▶ **TASK INSTRUCTIONS**:
a) For the Vapourspace CD review, judge whether each statement agrees with it: (i) the first CD holds the reworked versions of the songs; (ii) Niacin is a trio of bass, drums and Hammond organ; (iii) the Steve Morse track keeps the driving electric section of the original. Answer yes or no for each, quoting the words of the review that settle it.
b) Carry on the Vapourspace CD review from its last sentence.

▶ **TEXT**:
──────
Artists | Issues | CD Reviews | Interviews | Concert Reviews | DVD/Video Reviews | Book Reviews | Who We Are | Staff | Home
 
Progressive Rock CD Reviews

Vapourspace

Sonic Residue from Vapourspace

Review by Steve Alspach

Here's an interesting concept - take songs from various releases from a progressive rock record label and let the music be transformed by a techno mix until it's nearly unrecognizable from the original source. Such is the concept behind this CD. set. The first CD contains the original versions of the songs, the second CD contains the reworkings at the hands of Mark Gage and Vapourspace. The end result is a disc that is exploratory in some places, very similar to the original in others, but quite well done and shows that Mark Gage shows an excellent sense of imagination in his work.

This review is available in book format (hardcover and paperback) in Music Street Journal: 2002 Year Book Volume 1 at  garyhillauthor.com/Music-Street-Journal-2001-and-2002.

Track by Track Review
Attention Deficit- Girl From Enchilada
Originally a short, funky number, Gage muddles the bass and the guitars so that the drum pattern emerges as the predominant instrument in the mix. 
Niacin-Blue Mondo
Niacin is a powerful bass-drums-Hammond organ trio. This song starts with a slow, ethereal feel before it kicks in. The organ solo is pretty much a true solo as bass and drums drop out. Gage adds some Emersonian synthesizer blasts as well.
Steve Morse-Led On
Morse's paean to Led Zeppelin, with a nod to Jimmy Page's Indian inclinations, gets an even stronger Indian flavor with the tabla. The original acoustic arrangement gets a total electric modification while the driving electric section of the original is left out of the mix.
──────
▶ **GIVEN RECORDS**:
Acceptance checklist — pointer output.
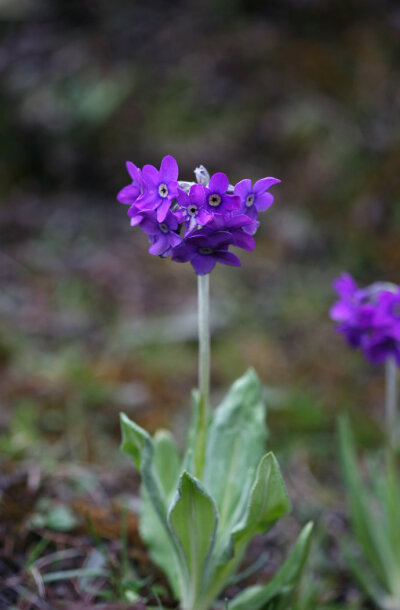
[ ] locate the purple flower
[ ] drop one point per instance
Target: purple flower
(240, 226)
(368, 318)
(160, 187)
(192, 208)
(204, 249)
(217, 199)
(255, 199)
(213, 217)
(163, 236)
(130, 193)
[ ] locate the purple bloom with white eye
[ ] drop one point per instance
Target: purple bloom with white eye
(204, 249)
(255, 198)
(217, 199)
(368, 318)
(240, 226)
(192, 208)
(160, 187)
(129, 194)
(162, 235)
(213, 216)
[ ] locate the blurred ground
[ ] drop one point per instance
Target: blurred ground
(90, 324)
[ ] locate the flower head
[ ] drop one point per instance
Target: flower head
(192, 209)
(217, 199)
(254, 199)
(160, 187)
(204, 249)
(369, 318)
(163, 236)
(194, 222)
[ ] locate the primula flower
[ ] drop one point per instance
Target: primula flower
(194, 222)
(162, 235)
(217, 199)
(368, 318)
(240, 226)
(204, 249)
(255, 199)
(192, 208)
(160, 187)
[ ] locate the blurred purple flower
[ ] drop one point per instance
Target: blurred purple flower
(204, 249)
(368, 318)
(255, 199)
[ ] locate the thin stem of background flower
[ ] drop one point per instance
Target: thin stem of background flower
(204, 370)
(391, 402)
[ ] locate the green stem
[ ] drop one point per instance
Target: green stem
(204, 371)
(391, 403)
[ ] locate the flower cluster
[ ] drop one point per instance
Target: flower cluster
(195, 222)
(369, 318)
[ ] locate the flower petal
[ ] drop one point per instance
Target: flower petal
(203, 263)
(264, 184)
(219, 183)
(243, 188)
(183, 253)
(244, 241)
(150, 176)
(169, 169)
(128, 194)
(198, 195)
(263, 201)
(163, 209)
(160, 245)
(134, 172)
(227, 258)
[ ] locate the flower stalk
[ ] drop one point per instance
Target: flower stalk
(391, 402)
(203, 284)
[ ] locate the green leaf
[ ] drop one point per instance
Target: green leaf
(154, 527)
(166, 465)
(278, 593)
(193, 518)
(167, 461)
(268, 501)
(235, 445)
(134, 439)
(374, 543)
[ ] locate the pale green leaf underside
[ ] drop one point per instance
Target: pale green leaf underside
(193, 519)
(281, 588)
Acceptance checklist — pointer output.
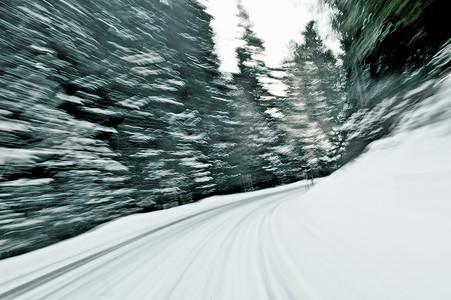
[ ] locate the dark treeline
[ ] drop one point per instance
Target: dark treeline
(110, 108)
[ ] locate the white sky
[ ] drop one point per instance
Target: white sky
(277, 22)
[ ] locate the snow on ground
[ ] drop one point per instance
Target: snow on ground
(377, 229)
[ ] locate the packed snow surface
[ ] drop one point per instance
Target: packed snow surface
(377, 229)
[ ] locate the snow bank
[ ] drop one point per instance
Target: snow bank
(387, 216)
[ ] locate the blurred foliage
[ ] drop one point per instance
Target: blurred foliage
(389, 36)
(109, 108)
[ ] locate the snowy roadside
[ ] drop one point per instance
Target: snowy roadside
(387, 216)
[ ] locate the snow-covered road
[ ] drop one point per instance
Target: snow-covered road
(380, 228)
(226, 251)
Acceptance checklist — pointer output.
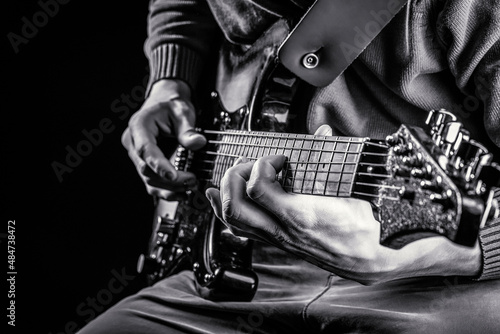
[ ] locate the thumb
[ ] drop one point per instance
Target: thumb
(324, 130)
(187, 136)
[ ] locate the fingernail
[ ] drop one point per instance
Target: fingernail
(209, 197)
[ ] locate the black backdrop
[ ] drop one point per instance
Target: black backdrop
(79, 66)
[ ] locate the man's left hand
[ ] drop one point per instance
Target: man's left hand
(338, 234)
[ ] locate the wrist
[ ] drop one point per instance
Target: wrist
(437, 257)
(170, 89)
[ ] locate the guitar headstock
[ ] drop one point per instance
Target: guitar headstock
(441, 183)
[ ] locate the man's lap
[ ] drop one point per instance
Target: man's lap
(296, 297)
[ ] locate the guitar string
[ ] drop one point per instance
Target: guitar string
(305, 179)
(326, 151)
(280, 135)
(222, 143)
(369, 164)
(290, 188)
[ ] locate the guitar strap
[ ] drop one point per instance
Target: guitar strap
(332, 34)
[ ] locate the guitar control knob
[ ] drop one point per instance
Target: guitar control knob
(147, 264)
(408, 194)
(436, 119)
(402, 149)
(393, 140)
(443, 198)
(422, 173)
(434, 186)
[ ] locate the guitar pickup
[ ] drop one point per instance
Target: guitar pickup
(167, 226)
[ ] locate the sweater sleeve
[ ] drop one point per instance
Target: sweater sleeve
(180, 36)
(470, 29)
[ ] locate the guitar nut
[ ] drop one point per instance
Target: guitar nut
(310, 61)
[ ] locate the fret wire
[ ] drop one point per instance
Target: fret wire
(342, 167)
(378, 185)
(304, 136)
(376, 196)
(317, 167)
(376, 144)
(291, 153)
(361, 183)
(307, 161)
(289, 188)
(374, 174)
(305, 179)
(297, 162)
(221, 143)
(300, 162)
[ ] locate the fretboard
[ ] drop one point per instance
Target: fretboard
(316, 165)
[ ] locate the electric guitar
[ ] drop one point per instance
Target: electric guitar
(420, 182)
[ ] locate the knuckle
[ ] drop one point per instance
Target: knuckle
(230, 211)
(255, 190)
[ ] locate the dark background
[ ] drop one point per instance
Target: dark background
(72, 235)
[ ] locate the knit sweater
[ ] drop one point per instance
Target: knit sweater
(433, 54)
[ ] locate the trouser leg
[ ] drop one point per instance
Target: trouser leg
(434, 305)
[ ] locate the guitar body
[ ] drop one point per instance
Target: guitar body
(420, 182)
(186, 234)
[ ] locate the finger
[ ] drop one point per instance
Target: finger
(214, 197)
(265, 190)
(237, 209)
(183, 120)
(144, 130)
(324, 130)
(183, 183)
(240, 160)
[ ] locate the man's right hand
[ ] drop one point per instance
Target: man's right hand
(167, 111)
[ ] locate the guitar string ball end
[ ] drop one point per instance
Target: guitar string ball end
(310, 61)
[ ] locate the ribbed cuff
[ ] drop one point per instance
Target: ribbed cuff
(174, 61)
(489, 239)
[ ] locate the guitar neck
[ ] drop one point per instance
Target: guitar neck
(316, 165)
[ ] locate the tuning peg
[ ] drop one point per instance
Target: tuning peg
(470, 159)
(452, 136)
(490, 175)
(436, 119)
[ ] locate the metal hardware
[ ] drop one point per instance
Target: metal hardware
(310, 60)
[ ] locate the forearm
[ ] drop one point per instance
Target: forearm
(180, 36)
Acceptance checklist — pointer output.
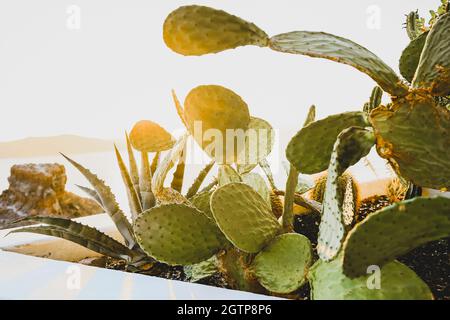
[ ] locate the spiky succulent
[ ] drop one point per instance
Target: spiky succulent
(412, 132)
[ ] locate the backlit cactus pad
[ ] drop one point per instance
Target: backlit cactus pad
(197, 30)
(211, 112)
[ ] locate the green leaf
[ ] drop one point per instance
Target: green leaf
(411, 56)
(259, 140)
(76, 232)
(331, 47)
(244, 216)
(351, 145)
(309, 151)
(282, 266)
(145, 183)
(108, 201)
(396, 282)
(433, 71)
(133, 198)
(178, 234)
(394, 231)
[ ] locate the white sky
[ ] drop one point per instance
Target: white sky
(115, 70)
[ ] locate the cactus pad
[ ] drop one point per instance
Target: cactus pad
(202, 202)
(197, 30)
(351, 145)
(258, 184)
(310, 149)
(395, 230)
(210, 112)
(258, 144)
(397, 282)
(331, 47)
(147, 136)
(411, 56)
(414, 137)
(227, 174)
(282, 266)
(244, 217)
(177, 234)
(433, 71)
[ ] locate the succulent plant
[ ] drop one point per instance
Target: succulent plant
(411, 132)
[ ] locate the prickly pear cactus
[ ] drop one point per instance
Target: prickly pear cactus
(395, 230)
(147, 136)
(244, 217)
(433, 71)
(210, 111)
(394, 281)
(310, 149)
(351, 145)
(197, 30)
(414, 137)
(177, 234)
(282, 266)
(258, 144)
(318, 192)
(328, 46)
(410, 57)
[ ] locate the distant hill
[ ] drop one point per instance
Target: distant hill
(48, 146)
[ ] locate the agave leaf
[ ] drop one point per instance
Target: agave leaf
(331, 47)
(351, 145)
(147, 196)
(133, 198)
(134, 173)
(322, 135)
(167, 163)
(410, 57)
(433, 71)
(199, 180)
(311, 117)
(259, 141)
(179, 108)
(81, 234)
(109, 202)
(178, 175)
(395, 230)
(155, 163)
(288, 212)
(91, 193)
(268, 172)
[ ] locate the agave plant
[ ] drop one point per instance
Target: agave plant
(412, 133)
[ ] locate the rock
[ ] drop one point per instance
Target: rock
(39, 189)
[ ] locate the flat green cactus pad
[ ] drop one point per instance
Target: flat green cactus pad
(394, 231)
(227, 174)
(351, 145)
(258, 183)
(244, 216)
(415, 139)
(282, 266)
(331, 47)
(148, 136)
(177, 234)
(310, 149)
(259, 141)
(433, 71)
(218, 119)
(394, 281)
(411, 56)
(202, 202)
(197, 30)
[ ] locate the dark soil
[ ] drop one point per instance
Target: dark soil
(431, 262)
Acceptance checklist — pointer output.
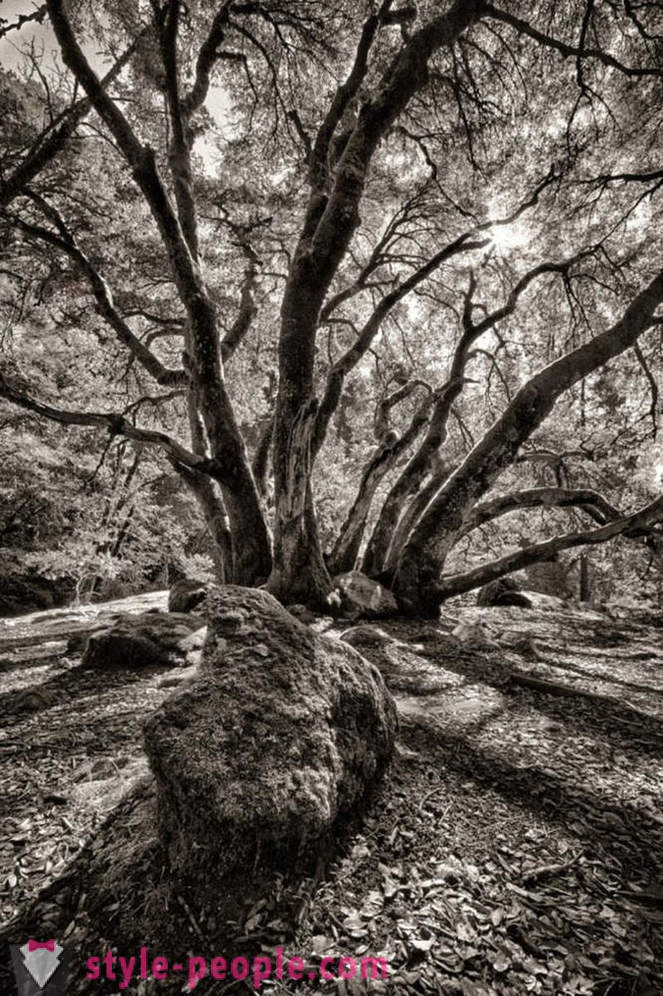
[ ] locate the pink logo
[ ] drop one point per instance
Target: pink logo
(35, 945)
(41, 959)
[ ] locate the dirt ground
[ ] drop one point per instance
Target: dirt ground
(515, 846)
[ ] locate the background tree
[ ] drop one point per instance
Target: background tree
(348, 255)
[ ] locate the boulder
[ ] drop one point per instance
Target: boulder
(363, 598)
(151, 639)
(365, 636)
(281, 731)
(186, 595)
(19, 595)
(302, 613)
(504, 591)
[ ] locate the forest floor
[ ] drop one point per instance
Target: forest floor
(516, 845)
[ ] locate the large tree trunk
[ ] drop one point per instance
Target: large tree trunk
(417, 579)
(331, 219)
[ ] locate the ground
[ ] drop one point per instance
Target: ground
(515, 845)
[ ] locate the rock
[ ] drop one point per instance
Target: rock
(31, 593)
(362, 597)
(302, 613)
(34, 700)
(474, 634)
(365, 636)
(186, 595)
(504, 591)
(161, 639)
(281, 731)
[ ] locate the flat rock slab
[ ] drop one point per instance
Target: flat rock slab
(456, 709)
(61, 624)
(151, 639)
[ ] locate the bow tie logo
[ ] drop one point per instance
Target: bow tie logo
(46, 945)
(41, 960)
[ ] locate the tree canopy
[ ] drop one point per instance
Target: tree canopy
(367, 283)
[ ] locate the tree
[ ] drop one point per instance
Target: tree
(396, 216)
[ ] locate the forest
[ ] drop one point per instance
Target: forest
(331, 494)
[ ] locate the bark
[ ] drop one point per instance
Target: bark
(585, 586)
(591, 502)
(415, 510)
(421, 563)
(216, 520)
(346, 549)
(410, 481)
(331, 219)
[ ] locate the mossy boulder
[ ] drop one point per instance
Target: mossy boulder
(281, 732)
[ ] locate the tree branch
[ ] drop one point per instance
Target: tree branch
(104, 300)
(456, 584)
(117, 425)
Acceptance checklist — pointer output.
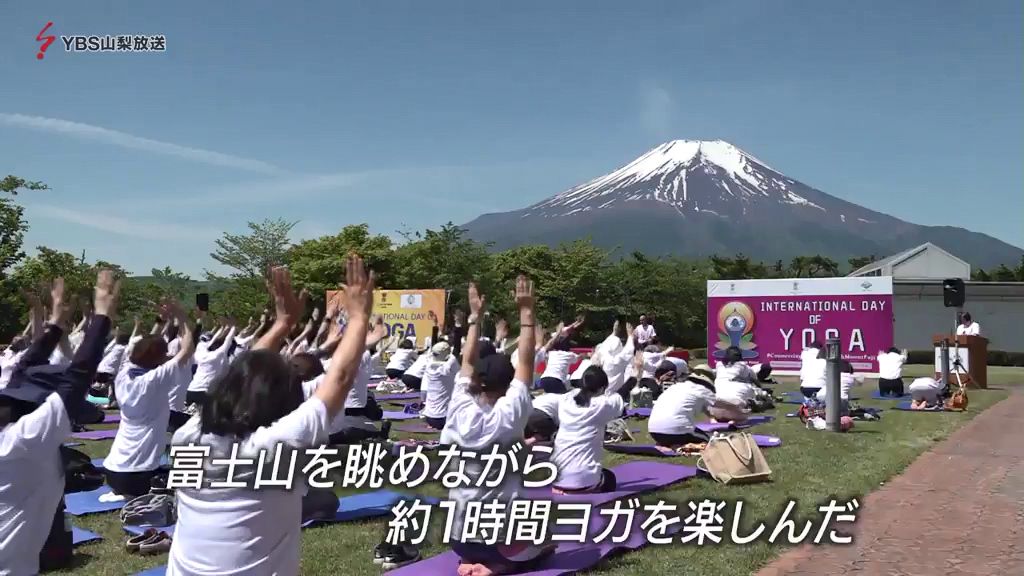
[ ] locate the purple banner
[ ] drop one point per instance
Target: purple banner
(776, 328)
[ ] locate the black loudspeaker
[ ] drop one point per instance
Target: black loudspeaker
(953, 293)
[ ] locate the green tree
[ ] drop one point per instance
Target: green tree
(318, 264)
(12, 222)
(251, 254)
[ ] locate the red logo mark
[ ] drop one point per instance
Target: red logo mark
(46, 40)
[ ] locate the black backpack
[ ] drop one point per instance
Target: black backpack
(80, 475)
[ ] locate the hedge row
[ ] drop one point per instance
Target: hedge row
(995, 357)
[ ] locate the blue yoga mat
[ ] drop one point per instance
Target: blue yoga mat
(80, 536)
(877, 396)
(81, 503)
(370, 504)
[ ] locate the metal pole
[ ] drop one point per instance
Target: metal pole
(833, 397)
(944, 360)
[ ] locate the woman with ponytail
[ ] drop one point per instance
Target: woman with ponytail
(583, 416)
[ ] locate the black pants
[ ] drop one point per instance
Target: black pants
(891, 387)
(57, 550)
(608, 484)
(809, 394)
(196, 397)
(540, 426)
(552, 385)
(131, 485)
(677, 440)
(412, 382)
(652, 385)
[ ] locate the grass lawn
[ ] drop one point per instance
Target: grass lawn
(811, 466)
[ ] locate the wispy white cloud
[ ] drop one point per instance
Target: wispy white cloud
(656, 110)
(123, 227)
(114, 137)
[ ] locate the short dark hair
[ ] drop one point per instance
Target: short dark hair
(258, 388)
(732, 356)
(150, 353)
(594, 382)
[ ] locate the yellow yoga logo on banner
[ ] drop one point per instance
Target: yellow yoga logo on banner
(406, 313)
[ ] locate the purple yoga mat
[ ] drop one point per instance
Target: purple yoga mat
(392, 415)
(652, 450)
(752, 421)
(417, 427)
(96, 435)
(406, 396)
(632, 478)
(568, 557)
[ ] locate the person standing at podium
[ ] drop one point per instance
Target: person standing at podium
(968, 327)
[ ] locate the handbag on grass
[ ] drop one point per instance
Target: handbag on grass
(734, 458)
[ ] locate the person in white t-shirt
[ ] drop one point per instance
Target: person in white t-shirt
(644, 334)
(891, 372)
(847, 379)
(489, 408)
(142, 387)
(438, 383)
(401, 360)
(812, 370)
(925, 393)
(583, 417)
(543, 422)
(673, 419)
(968, 327)
(36, 414)
(734, 381)
(258, 407)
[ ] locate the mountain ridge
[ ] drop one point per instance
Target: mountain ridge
(698, 198)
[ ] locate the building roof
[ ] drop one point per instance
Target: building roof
(900, 257)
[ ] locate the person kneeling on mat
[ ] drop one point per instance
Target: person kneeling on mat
(891, 372)
(926, 394)
(583, 417)
(489, 407)
(37, 408)
(673, 419)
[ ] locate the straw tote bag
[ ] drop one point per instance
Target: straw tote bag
(734, 458)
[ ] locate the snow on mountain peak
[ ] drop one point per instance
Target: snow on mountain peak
(664, 173)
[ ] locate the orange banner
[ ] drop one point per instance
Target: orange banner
(404, 312)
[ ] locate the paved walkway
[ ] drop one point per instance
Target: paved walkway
(958, 509)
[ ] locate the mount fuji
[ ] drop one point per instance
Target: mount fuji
(698, 198)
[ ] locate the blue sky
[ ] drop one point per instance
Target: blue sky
(407, 115)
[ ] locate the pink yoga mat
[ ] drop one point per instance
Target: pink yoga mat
(632, 478)
(568, 558)
(96, 435)
(652, 450)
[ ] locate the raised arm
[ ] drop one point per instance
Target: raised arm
(347, 356)
(476, 309)
(176, 313)
(288, 305)
(527, 334)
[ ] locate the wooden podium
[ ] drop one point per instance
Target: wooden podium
(973, 355)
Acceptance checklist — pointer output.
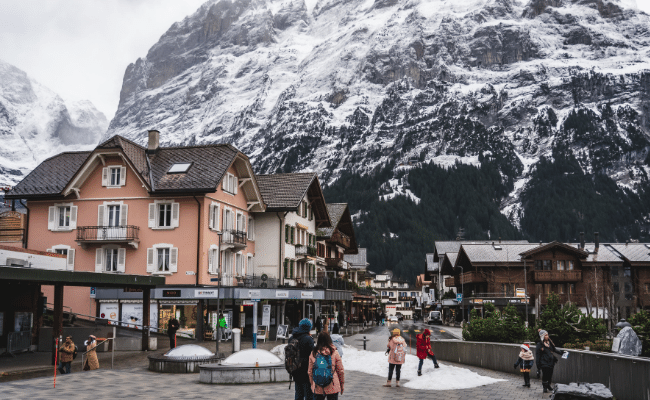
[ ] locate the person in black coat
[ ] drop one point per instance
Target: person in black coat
(305, 347)
(172, 327)
(545, 359)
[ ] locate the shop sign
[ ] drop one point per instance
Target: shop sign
(203, 293)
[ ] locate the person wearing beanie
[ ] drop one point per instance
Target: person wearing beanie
(305, 347)
(396, 351)
(545, 359)
(525, 361)
(423, 345)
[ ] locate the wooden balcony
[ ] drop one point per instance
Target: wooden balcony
(558, 276)
(471, 277)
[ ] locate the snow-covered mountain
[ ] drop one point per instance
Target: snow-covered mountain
(332, 85)
(36, 123)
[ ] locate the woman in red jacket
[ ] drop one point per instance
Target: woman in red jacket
(424, 350)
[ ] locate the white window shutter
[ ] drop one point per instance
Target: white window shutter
(175, 214)
(51, 219)
(71, 259)
(100, 215)
(105, 177)
(99, 254)
(152, 215)
(151, 260)
(73, 217)
(124, 212)
(121, 259)
(123, 176)
(173, 259)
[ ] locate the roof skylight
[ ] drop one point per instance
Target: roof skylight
(179, 168)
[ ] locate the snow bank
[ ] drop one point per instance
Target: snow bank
──────
▶ **RESPONSES IN ORDER**:
a)
(i) No: "The first CD contains the original versions of the songs"
(ii) Yes: "Niacin is a powerful bass-drums-Hammond organ trio."
(iii) No: "the driving electric section of the original is left out of the mix."

b)
Explorers Club-Time Enough
The original ranges between moments of pure power and floating delicacy, including an acoustic guitar solo from Howe. A shorter mix comes from Gage, lopping off some three-and-a-half minutes. Cooper's vocals are kept in the mix, and guitar riffs poke up through the surface. Given that much of this song is with no rhythmic center, Gage uses the vocals from the last third of the original as the anchor to the tempo.

Liquid Tension Experiment-Osmosis
A tinge spacey to begin with, Gage wisely lets the melodies stand on their own and brings the interaction between Petrucci and Levin up front. The drums are sped up a bit, but the song loses very little of its original feel.
Bozzio Levin Stevens- Dark Corners
This song, leaning quite a bit towards King Crimson's "Red", starts with a lurching bowed bass solo. The drums come in at double time and flirts with hip-hop in many places while snake-like guitar lines replace the power chords found in the original.
Bozzio Levin Stevens-Melt:
The stop-start 7/8 intro to this song gets placed in the middle of the mix and given an echo treatment, making this section a bit hard to follow. The syncopated drum patterns in the mix drop out in places, giving the piece a "hanging in mid-air" feeling. The solo in the middle sounds like a guitar-keyboard hybrid, one sound indistinguishable from the other.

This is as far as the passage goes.